Exactly as given, repeat all of the entries.

--- Raw records ---

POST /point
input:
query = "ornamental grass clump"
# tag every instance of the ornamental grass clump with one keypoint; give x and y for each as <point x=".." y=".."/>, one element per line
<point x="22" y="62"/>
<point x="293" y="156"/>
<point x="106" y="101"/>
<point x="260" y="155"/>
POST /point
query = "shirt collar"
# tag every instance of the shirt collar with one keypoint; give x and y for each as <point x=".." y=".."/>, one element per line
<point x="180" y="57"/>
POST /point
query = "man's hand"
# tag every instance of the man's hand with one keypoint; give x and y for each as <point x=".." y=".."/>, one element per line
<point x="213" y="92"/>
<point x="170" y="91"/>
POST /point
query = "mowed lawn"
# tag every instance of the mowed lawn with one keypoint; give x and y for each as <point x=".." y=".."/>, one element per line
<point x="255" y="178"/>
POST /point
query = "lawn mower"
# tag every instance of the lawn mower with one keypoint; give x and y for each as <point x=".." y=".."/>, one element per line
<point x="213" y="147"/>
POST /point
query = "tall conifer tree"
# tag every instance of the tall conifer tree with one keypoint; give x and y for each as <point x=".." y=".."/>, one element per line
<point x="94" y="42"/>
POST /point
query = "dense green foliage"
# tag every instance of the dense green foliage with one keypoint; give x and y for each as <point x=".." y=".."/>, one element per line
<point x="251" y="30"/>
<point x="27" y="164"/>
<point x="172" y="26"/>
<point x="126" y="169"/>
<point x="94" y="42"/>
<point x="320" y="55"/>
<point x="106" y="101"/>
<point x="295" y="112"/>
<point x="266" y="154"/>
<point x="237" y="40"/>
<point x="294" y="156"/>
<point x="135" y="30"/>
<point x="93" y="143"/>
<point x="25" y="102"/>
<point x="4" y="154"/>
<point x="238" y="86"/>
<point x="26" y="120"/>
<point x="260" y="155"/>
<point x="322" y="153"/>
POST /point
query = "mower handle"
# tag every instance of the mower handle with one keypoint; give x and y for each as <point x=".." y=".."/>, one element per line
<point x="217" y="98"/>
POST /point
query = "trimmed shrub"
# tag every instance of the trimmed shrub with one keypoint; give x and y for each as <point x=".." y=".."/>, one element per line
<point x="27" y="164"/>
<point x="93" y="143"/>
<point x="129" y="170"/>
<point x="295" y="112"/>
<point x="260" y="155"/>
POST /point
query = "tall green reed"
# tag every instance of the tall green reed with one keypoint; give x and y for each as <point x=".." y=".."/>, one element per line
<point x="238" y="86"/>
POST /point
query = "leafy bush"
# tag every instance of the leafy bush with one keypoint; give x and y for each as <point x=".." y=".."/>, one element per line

---

◆ Answer for this exercise:
POST /point
input:
query = "ornamental grass clump"
# tag every instance of the ornamental grass clump with one keypoint; give x and y for each as <point x=".." y=".."/>, one element per line
<point x="22" y="62"/>
<point x="293" y="156"/>
<point x="106" y="101"/>
<point x="260" y="155"/>
POST /point
query = "shirt collar"
# tag every instance of the shirt collar with one keypoint; give x and y for each as <point x=".." y=".."/>, one element per line
<point x="180" y="57"/>
POST /point
query = "man's hand"
# tag every instance of the man's hand with one keypoint; give x and y for each as <point x=".." y=".."/>, one element per line
<point x="213" y="92"/>
<point x="170" y="91"/>
POST /point
query = "mowed lawn"
# tag every instance of the mowed lawn with one keypoint; give x and y for each as <point x=".." y=".."/>, one element per line
<point x="255" y="178"/>
POST /point
query = "lawn mower"
# tag every instance of the lawn mower with one keypoint; give x and y for each as <point x=".." y=".."/>, one element per line
<point x="213" y="147"/>
POST /point
query = "tall conifer tree"
# tag every instance of the tall conifer tree with one keypoint; give x and y for each as <point x=".." y=".."/>, one element per line
<point x="94" y="42"/>
POST /point
query = "dense green foliage"
# tag every instance of the dense green foliage with one keypoint; give x and y for each as <point x=".." y=".."/>, one element per line
<point x="251" y="30"/>
<point x="27" y="164"/>
<point x="172" y="26"/>
<point x="126" y="169"/>
<point x="94" y="42"/>
<point x="320" y="55"/>
<point x="106" y="101"/>
<point x="295" y="112"/>
<point x="266" y="154"/>
<point x="237" y="40"/>
<point x="294" y="156"/>
<point x="135" y="30"/>
<point x="93" y="143"/>
<point x="25" y="102"/>
<point x="4" y="154"/>
<point x="238" y="86"/>
<point x="26" y="120"/>
<point x="260" y="155"/>
<point x="322" y="153"/>
POST /point
query = "mower handle"
# tag every instance of the mower handle with one keypoint; give x and y for each as <point x=".." y=".."/>, one element per line
<point x="217" y="98"/>
POST /point
query = "trimmed shrub"
# tag every instance of the trimmed shrub with one keypoint; give x and y for each as <point x=".." y=".."/>, one element per line
<point x="27" y="164"/>
<point x="93" y="143"/>
<point x="129" y="170"/>
<point x="295" y="112"/>
<point x="260" y="155"/>
POST /point
query = "tall green reed"
# tag every instance of the tall green reed with one keypoint; give x and y for each as <point x=".." y=".."/>, one element per line
<point x="238" y="86"/>
POST /point
query = "leafy bush"
# tag every instance of the leafy bush with one keypoint; give x and y for each as <point x=".." y=".."/>, one element per line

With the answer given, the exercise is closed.